* **Passage**:

Also IMO open-ended query language doesn't help in quick exploration, it's a barrier. UI and easiness of use is the paramount for adoption. To achieve arbitrary queries one can dump everything to smth like ClickHouse and query it with SQL. This would be a nice addition to any observability stack, to cover for a small percentage of the very deep explorations.

2 comments

It looks like a "wide-event" is just a structured log, you can send any log containing json to sumo/splunk at it'll parse it out as fields for you. So as I'm understanding it you're advocating for structured logs (which is fine, those are great).

If you want a point-and-click interface to log searching I agree that some percentage of people like to start there (and I think splunk may even have that too), so I'm not opposed to it existing at all, but I feel very strongly that having the more sophisticated capabilities if you want to move beyond a point-click is a requirement.

It exactly is a structured log or log in open telemetry.

To make it easier for myself, I think of spans also as structured logs with a schema that everyone had agreed on, which make it possible to trace requests across multiple services/clients. It's probably more than that, but I don't need academic precision to see how this is more useful during livesite investigations than simply querying logs with unaligned schemas.

Yes, structured log exactly. Why I prefer "wide event" as a term because it has this "wide" component that serves for 2 purposes:

- it highlights the intention of storing as much context as possible - it also hints on the implementation for a system that would serve them. One likely need to use columnar storage to store wide events, there is no way around it

But just a personal preference in the end.

Honeycomb was in fact built to originally be a replacement for scuba, by people who found it so valuable and missed it.

* **Extracted records**:

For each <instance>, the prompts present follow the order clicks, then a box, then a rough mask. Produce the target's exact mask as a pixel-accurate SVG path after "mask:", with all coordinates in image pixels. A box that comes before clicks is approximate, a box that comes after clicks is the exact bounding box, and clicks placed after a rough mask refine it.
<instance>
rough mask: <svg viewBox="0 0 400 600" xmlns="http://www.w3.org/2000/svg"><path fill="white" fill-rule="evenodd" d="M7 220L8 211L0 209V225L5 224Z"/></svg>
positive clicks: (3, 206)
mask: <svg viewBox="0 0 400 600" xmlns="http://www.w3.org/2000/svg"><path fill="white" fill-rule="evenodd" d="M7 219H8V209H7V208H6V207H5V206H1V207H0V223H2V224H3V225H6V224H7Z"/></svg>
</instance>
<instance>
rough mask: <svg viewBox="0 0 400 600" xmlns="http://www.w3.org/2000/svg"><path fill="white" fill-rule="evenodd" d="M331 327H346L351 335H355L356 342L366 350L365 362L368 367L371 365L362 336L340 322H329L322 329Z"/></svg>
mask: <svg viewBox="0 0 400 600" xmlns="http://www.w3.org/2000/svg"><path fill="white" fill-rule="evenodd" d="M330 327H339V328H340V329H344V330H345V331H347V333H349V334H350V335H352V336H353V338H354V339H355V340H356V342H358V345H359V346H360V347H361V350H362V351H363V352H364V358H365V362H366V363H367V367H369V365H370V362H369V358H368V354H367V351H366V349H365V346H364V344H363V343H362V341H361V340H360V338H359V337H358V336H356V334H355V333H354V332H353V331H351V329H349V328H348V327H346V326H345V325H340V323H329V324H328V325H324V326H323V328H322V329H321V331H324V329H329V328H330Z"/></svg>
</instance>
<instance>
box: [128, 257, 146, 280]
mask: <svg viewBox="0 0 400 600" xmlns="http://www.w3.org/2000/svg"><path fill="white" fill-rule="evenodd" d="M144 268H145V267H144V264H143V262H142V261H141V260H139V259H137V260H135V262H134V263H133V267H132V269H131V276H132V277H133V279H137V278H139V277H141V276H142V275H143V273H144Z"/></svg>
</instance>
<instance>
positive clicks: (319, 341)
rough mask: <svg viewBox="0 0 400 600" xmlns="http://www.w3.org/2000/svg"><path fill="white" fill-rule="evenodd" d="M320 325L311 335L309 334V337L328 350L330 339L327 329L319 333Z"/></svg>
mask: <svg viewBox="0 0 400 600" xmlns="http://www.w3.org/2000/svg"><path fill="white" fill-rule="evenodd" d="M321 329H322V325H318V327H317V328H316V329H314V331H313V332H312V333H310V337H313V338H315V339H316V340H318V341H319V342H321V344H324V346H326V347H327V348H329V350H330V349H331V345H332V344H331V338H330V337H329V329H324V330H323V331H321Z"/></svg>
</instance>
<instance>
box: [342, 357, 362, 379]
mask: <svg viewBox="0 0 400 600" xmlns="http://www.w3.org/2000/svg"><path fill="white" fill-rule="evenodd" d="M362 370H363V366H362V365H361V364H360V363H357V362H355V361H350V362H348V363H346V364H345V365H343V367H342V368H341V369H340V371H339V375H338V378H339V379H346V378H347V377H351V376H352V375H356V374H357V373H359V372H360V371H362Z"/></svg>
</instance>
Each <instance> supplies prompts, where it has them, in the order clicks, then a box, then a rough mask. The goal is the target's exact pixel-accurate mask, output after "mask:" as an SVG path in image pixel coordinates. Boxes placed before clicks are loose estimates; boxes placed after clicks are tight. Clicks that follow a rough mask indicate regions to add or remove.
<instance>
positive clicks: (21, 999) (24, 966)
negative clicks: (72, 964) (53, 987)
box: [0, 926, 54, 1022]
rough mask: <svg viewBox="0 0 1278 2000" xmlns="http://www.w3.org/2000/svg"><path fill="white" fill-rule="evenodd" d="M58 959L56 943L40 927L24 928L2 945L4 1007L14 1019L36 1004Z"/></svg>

* **About this exercise**: From the comment thread on wide events, return the text between "It looks like" and "is a requirement.", inclusive.

* **Exercise response**:
It looks like a "wide-event" is just a structured log, you can send any log containing json to sumo/splunk at it'll parse it out as fields for you. So as I'm understanding it you're advocating for structured logs (which is fine, those are great).

If you want a point-and-click interface to log searching I agree that some percentage of people like to start there (and I think splunk may even have that too), so I'm not opposed to it existing at all, but I feel very strongly that having the more sophisticated capabilities if you want to move beyond a point-click is a requirement.